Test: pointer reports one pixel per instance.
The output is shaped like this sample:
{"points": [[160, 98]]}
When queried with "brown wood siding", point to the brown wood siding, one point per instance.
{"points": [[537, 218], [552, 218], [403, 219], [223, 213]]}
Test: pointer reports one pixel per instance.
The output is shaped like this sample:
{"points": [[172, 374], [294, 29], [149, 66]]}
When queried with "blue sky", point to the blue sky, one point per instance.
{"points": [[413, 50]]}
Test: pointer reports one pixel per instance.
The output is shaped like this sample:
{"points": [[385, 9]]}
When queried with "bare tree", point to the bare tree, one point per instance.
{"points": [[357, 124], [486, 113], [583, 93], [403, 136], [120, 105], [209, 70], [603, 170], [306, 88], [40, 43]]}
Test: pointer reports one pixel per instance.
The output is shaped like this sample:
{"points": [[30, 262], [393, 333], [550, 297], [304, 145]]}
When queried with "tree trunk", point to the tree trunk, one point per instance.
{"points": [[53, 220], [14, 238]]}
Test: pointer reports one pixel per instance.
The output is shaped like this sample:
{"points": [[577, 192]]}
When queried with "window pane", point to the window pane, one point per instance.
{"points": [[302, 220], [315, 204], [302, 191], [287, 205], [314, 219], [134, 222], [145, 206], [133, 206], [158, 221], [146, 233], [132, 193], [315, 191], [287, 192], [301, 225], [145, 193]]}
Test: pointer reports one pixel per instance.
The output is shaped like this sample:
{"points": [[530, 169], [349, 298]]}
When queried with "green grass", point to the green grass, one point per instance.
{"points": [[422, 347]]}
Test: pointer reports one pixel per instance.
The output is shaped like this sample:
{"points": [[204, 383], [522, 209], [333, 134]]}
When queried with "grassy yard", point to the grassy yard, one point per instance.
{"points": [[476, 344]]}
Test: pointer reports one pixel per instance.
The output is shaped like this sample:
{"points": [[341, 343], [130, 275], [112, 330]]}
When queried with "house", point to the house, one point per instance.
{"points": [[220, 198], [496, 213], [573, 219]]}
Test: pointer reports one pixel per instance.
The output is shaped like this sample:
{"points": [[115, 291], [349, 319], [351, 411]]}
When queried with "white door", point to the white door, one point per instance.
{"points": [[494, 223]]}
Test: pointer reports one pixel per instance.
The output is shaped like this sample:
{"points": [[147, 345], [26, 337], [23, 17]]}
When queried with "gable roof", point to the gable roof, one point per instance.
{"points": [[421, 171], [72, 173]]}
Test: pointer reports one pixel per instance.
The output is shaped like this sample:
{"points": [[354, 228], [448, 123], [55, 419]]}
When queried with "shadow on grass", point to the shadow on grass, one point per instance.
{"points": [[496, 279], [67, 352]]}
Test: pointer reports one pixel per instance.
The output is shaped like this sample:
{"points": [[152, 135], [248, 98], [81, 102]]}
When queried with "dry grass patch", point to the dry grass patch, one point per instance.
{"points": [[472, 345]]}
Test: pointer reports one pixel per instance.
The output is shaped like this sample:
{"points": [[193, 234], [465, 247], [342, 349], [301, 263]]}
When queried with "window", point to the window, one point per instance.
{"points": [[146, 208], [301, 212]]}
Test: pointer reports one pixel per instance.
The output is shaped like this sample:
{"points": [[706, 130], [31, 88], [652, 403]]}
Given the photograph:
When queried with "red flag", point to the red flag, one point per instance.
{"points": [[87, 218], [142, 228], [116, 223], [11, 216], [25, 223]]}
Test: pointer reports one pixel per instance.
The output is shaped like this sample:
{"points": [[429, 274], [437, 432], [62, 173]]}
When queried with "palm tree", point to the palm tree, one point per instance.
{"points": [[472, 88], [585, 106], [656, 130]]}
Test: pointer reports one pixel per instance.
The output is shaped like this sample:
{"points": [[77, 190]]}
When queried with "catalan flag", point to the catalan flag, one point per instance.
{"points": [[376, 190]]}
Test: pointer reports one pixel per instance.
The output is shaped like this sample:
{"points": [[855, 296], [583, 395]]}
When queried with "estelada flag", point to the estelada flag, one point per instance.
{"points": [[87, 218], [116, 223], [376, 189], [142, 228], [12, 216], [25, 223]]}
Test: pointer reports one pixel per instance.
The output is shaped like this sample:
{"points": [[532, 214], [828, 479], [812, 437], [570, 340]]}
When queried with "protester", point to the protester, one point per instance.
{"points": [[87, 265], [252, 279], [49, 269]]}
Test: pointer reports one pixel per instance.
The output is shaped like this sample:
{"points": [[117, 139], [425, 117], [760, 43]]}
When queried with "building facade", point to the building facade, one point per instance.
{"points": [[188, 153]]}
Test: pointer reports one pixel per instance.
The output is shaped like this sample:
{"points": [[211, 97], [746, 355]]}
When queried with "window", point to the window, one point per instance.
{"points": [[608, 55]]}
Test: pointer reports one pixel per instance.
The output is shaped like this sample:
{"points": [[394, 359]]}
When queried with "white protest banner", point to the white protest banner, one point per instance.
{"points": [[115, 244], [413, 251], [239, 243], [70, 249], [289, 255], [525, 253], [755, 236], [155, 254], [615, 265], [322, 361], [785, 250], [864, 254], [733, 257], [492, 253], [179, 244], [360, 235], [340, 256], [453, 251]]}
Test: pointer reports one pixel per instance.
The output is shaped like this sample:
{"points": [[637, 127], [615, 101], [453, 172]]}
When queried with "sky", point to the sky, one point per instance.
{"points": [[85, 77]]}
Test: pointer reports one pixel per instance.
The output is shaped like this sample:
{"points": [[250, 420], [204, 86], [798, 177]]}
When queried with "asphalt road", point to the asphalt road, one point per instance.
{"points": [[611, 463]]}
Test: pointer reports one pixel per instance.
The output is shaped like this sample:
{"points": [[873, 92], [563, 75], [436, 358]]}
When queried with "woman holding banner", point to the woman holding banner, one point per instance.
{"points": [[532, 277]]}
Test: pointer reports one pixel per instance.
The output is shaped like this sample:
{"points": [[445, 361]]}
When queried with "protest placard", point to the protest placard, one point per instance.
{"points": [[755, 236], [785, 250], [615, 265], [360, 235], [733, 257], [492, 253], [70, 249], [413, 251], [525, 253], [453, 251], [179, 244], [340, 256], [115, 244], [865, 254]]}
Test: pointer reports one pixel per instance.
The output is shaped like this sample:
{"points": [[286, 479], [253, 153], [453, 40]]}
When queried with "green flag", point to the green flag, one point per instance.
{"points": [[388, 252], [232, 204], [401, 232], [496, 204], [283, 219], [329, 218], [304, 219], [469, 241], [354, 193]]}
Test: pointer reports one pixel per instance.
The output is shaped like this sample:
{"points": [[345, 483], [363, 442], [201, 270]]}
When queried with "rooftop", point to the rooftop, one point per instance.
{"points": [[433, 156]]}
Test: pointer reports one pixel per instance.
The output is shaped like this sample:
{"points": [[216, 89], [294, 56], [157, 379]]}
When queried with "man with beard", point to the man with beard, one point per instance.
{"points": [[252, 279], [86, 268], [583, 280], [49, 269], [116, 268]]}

·····

Count the lines in the records above that contain the word "white", treating uppercase and lowercase as different. Reply with the number alone.

== Solution to this problem ==
2